What the task requires: Reproduce only the lines that run from the line with "The component shall return one point per instance of the green" to the last line of the material, both ends included, exactly as they appear.

Coordinate annotation entries:
===============
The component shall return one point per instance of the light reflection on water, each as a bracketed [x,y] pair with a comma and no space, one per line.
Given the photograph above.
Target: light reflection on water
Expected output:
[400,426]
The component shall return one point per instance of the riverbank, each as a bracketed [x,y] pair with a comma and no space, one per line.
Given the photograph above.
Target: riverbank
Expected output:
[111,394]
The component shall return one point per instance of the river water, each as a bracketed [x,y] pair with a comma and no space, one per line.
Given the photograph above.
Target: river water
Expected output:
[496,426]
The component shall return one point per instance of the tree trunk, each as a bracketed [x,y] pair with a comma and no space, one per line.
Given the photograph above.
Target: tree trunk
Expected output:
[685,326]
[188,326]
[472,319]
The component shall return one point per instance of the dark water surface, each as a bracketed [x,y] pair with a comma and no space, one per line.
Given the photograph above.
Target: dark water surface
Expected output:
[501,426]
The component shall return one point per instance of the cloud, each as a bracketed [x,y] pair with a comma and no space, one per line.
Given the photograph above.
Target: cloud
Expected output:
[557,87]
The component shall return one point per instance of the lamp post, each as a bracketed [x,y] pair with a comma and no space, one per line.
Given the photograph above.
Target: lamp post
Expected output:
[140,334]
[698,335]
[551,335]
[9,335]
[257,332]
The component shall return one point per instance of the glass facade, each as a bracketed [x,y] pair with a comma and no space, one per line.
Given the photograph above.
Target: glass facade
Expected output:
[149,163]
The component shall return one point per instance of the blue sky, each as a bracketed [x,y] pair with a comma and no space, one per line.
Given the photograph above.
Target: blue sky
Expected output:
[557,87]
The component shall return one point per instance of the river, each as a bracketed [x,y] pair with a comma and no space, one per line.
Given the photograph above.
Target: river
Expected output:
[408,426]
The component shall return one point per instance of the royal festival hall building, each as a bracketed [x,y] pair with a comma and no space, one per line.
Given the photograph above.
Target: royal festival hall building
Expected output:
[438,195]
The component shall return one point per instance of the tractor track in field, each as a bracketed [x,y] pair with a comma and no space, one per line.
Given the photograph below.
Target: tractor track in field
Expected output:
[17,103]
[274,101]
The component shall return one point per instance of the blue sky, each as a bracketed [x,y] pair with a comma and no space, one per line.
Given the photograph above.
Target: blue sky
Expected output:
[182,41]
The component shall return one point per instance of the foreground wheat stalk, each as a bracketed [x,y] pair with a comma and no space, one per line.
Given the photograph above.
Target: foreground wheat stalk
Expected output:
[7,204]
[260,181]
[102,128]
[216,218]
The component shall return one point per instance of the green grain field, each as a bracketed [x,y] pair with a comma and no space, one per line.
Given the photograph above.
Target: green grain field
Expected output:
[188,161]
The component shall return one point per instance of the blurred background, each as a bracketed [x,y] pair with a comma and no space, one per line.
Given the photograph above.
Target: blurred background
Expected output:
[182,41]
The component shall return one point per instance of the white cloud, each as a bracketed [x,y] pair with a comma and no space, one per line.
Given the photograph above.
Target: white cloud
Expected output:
===============
Expected output:
The component shall return one point per instance of the green grain field, each as a bracketed [x,y] pair with a comma and no space, one per line.
Given the photograph above.
Target: green grain field
Expected output:
[188,161]
The component shall return one point per instance of the blurred background, each as a bracketed [x,y] pair with a comma and no space, one per line.
Given the photograph above.
Target: blurred background
Expected output:
[182,41]
The component shall return one point per instance of the white cloud, each as a bracketed [x,y] pair with a comma and no space, one per line.
Given the photograph above.
Target: white cloud
Expected output:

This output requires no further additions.